**WORK TO DO:**
(1) In the text on U.S. family-based immigration below, recast the paragraph that begins "Admissions through the family-based system" as a short bulleted list that keeps its main facts.
(2) Pick up the text on U.S. family-based immigration below at its final line and carry it forward.

**DOCUMENT EXCERPT:**

------------------------------------------------------------------------

The U.S. immigration system is largely built upon the principle of family reunification. In Fiscal Year (FY) 2016, more than two-thirds (68 percent) of all individuals receiving Lawful Permanent Resident (LPR) status in this country did so through the family-based immigration system. By comparison, 11.7 percent went through the employment-based system (primarily available to workers with advanced degrees or skills, with some avenues for lesser-skilled workers). Others becoming LPRs in FY 2016 were admitted to the United States as refugees (10.2 percent); 4.2 percent through the Diversity Visa lottery for immigrants from nations that are historically underrepresented in the United States; and 4.2 percent through a variety of other channels, such as asylum (Figure 1).

Figure 1: Persons Obtaining Lawful Permanent Residency by Class of Admission, Fiscal Year 2016  

 

Source: U.S. Dep’t of Homeland Sec., “Table 6: Persons Obtaining Lawful Permanent Resident Status By Type And Major Class Of Admission: Fiscal Years 2014 To 2016,” in 2016 Yearbook of Immigration Statistics (Washington, DC, 2017), https://www.dhs.gov/immigration-statistics/yearbook/2016/table6.

Admissions through the family-based system are limited by a “permeable” cap. The immediate relatives of U.S. citizens (spouses, minor children, and parents) are not subject to caps, whereas everyone else falls into one of five “family-preference” categories, each subject to its own cap (Table 1). The precise formula is complex because any unused visas in one preference category are added to the caps of other preference categories. 

Table 1: Numerical Limits on Family-Based Immigration to the United States

Family-Based Immigration Category

Family Members Eligible to be Petitioned

Cap

Immediate Relatives of U.S. Citizens

Minor children, spouses, and parents of U.S. citizens

unlimited

Family-Preference Immigrants

 

226,000

First Preference

Unmarried children of U.S. citizens

23,400

 

 

+ unused 4th Preference visas

Second Preference (A)

Spouses and minor children of LPRs

87,900

Second Preference (B)

------------------------------------------------------------------------

**SUPPLIED MATERIAL:**
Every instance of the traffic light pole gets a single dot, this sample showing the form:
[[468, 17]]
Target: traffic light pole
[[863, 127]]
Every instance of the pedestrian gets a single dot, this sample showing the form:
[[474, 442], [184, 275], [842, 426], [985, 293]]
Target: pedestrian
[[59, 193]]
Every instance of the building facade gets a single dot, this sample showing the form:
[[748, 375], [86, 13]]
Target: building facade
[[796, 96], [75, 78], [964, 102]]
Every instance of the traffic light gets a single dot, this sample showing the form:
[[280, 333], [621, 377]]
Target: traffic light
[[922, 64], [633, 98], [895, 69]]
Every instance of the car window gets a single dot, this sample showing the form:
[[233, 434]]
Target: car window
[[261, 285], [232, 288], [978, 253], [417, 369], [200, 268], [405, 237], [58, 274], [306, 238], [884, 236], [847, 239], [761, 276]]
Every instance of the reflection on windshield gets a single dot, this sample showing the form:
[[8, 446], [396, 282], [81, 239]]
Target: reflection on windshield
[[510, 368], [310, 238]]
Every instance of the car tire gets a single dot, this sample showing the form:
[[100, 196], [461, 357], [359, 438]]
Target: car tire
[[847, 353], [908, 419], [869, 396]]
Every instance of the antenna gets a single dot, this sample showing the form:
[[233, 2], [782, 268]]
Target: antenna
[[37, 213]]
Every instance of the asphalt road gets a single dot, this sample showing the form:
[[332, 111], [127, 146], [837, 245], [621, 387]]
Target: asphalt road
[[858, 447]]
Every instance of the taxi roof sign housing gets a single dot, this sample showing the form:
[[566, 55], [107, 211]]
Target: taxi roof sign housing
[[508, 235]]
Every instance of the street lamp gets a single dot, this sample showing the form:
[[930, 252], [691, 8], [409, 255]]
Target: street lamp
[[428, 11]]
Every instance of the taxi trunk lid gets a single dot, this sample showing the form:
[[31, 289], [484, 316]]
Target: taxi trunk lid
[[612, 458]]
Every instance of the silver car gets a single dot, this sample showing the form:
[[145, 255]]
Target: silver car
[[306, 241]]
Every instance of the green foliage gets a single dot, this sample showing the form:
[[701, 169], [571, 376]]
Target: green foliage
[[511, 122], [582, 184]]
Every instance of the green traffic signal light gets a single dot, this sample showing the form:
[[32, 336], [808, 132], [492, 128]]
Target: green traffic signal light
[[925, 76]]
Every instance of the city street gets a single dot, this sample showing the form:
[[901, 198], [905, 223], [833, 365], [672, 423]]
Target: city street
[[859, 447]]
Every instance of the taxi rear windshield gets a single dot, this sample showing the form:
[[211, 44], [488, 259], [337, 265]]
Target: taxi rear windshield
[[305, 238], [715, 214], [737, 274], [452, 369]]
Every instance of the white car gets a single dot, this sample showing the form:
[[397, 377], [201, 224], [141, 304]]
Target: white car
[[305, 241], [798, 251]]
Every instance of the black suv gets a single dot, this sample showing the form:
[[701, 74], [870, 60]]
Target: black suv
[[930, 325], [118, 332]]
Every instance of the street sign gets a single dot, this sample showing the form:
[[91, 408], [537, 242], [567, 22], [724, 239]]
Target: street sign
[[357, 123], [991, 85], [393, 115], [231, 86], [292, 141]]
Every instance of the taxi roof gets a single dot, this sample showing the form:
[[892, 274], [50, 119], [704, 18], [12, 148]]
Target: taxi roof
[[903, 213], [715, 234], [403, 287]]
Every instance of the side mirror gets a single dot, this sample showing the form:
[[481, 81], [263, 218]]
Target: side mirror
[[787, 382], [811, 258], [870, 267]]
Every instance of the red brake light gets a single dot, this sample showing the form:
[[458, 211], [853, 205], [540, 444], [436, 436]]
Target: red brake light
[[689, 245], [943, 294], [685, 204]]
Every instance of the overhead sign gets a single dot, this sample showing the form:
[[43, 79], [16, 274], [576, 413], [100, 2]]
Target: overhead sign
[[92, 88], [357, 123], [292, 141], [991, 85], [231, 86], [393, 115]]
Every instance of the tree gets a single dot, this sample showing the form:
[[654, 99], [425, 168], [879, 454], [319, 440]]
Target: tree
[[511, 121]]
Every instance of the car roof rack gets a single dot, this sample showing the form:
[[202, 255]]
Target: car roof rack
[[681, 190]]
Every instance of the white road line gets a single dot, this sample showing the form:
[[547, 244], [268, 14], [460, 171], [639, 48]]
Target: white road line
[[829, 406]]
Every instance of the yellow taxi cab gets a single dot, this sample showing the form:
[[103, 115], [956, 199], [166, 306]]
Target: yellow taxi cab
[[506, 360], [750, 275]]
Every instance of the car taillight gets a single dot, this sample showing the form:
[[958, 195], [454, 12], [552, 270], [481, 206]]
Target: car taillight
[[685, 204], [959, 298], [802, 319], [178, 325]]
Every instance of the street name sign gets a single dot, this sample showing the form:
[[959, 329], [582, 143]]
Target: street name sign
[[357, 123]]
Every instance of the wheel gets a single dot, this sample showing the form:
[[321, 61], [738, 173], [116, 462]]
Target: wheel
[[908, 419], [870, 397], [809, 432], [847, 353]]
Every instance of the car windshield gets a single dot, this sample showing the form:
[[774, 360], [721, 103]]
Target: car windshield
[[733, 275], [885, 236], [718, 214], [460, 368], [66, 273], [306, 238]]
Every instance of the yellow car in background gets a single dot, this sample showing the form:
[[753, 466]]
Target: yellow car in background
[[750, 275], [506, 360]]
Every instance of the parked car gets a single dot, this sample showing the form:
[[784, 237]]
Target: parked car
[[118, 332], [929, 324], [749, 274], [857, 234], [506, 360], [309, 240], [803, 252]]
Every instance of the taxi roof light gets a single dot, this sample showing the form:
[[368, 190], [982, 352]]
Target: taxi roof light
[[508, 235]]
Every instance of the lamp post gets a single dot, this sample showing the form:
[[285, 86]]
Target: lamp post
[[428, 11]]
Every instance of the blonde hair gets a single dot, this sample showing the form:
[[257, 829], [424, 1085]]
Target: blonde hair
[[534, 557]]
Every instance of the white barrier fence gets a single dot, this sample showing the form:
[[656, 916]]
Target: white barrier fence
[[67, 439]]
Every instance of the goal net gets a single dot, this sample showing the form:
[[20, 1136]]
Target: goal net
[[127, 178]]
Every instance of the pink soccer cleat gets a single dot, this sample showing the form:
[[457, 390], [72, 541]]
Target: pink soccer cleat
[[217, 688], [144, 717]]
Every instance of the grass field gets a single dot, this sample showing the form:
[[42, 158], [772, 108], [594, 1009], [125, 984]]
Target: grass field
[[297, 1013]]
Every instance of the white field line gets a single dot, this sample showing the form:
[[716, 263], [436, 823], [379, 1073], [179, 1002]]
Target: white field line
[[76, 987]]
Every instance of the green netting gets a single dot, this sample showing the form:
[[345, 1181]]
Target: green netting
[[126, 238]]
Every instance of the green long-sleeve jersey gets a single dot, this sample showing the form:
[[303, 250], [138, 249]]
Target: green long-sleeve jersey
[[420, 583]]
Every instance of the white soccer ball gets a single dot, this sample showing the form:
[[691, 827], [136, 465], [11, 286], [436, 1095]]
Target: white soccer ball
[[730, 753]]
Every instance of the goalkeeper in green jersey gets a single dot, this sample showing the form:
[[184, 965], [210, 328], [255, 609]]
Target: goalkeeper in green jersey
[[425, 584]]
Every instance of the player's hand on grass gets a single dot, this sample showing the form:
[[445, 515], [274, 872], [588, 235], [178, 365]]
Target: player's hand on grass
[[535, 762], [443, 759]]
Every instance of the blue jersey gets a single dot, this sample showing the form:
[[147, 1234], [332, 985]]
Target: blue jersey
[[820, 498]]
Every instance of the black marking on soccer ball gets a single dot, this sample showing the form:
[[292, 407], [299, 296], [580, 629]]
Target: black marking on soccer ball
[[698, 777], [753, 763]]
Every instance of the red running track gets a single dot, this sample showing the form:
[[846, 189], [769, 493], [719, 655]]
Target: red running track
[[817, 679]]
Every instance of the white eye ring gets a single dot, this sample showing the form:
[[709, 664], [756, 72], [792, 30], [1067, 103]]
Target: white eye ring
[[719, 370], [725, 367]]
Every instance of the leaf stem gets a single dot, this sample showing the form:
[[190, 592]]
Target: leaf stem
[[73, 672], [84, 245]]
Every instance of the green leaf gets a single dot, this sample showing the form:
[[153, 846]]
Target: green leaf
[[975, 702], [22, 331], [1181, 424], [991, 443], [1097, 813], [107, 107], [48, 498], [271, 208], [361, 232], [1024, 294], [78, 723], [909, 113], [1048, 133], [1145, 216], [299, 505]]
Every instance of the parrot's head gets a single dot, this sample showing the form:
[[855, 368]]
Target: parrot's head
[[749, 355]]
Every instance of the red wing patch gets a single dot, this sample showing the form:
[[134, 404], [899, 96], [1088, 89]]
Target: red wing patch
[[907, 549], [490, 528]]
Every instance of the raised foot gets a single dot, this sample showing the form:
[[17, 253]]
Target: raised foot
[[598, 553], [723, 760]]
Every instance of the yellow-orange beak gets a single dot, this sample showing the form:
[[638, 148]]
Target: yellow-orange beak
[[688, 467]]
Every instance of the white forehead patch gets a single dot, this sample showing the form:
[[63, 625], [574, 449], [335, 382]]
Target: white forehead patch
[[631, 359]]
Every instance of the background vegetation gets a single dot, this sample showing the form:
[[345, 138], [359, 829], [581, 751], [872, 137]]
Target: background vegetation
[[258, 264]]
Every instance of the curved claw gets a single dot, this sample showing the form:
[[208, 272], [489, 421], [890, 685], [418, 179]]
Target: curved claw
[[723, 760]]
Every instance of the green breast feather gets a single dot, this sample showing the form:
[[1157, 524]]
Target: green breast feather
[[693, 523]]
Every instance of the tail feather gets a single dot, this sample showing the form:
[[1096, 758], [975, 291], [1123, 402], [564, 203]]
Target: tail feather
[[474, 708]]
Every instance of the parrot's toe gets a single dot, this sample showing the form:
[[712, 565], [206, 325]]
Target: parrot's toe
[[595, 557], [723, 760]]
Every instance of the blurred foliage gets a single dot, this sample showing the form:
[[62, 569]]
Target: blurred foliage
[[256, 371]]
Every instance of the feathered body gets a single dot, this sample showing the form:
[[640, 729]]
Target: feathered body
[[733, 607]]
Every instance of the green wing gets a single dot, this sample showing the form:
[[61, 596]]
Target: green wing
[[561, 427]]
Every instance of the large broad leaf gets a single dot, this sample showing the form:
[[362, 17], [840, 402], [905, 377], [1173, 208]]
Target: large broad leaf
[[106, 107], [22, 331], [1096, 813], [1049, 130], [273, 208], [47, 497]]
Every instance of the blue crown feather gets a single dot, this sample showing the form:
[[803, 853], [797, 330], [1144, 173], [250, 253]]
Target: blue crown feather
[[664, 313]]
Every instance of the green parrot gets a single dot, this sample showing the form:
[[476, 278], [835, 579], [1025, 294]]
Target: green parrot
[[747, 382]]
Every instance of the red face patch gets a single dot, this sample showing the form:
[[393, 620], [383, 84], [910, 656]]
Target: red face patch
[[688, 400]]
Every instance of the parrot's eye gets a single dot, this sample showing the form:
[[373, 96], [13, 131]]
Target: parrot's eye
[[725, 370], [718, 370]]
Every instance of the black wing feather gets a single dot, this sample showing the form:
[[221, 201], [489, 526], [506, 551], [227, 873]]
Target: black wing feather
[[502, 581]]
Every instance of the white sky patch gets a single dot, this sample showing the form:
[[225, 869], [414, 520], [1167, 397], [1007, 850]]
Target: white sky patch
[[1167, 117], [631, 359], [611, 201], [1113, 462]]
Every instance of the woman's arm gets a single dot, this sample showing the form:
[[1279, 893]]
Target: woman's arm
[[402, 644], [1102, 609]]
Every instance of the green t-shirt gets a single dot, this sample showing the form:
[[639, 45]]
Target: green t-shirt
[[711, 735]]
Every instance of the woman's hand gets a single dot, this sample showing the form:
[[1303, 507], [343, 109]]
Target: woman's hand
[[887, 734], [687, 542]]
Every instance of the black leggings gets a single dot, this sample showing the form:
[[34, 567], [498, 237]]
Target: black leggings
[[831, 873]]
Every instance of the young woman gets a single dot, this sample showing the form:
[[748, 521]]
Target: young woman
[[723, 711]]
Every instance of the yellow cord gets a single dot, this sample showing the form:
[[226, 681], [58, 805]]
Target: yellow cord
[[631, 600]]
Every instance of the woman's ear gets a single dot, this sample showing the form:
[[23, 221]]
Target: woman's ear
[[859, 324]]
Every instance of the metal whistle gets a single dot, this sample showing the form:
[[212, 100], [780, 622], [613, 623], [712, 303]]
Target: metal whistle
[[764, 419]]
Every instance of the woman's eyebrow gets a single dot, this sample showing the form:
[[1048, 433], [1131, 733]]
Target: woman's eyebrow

------------------------------------------------------------------------

**THE REPLIES:**
(1)
- Admissions through the family-based system are limited by a "permeable" cap.
- Immediate relatives of U.S. citizens (spouses, minor children, and parents) are not subject to caps.
- Everyone else falls into one of five "family-preference" categories, each with its own cap (Table 1).
- The precise formula is complex because unused visas in one preference category are added to the caps of other preference categories.

(2)
Unmarried children of LPRs

26,300

 

 

+ unused 1st Preference visas

Third Preference

Married children of U.S. citizens

23,400

 

 

+ unused 1st and 2nd Preference visas

Fourth Preference

Siblings of adult U.S. citizens

65,000

 

 

+ unused 1st, 2nd, and 3rd Preference visas

Source: 8 U.S.C. § 1153.

Family reunification constitutes about two-thirds of all permanent immigration to the United States. Counting only categories subject to caps, family-based immigration channels account for about 80 percent of permanent slots, while employment-based amount to roughly 20 percent of such slots.

In FY 2016, the United States admitted a total of 804,793 family-based immigrants, including both capped and uncapped categories. Of these immigrants, roughly 70 percent (566,706) were immediate relatives of U.S. citizens and 30 percent (238,087) fell under one of the family-preference categories (Table 2).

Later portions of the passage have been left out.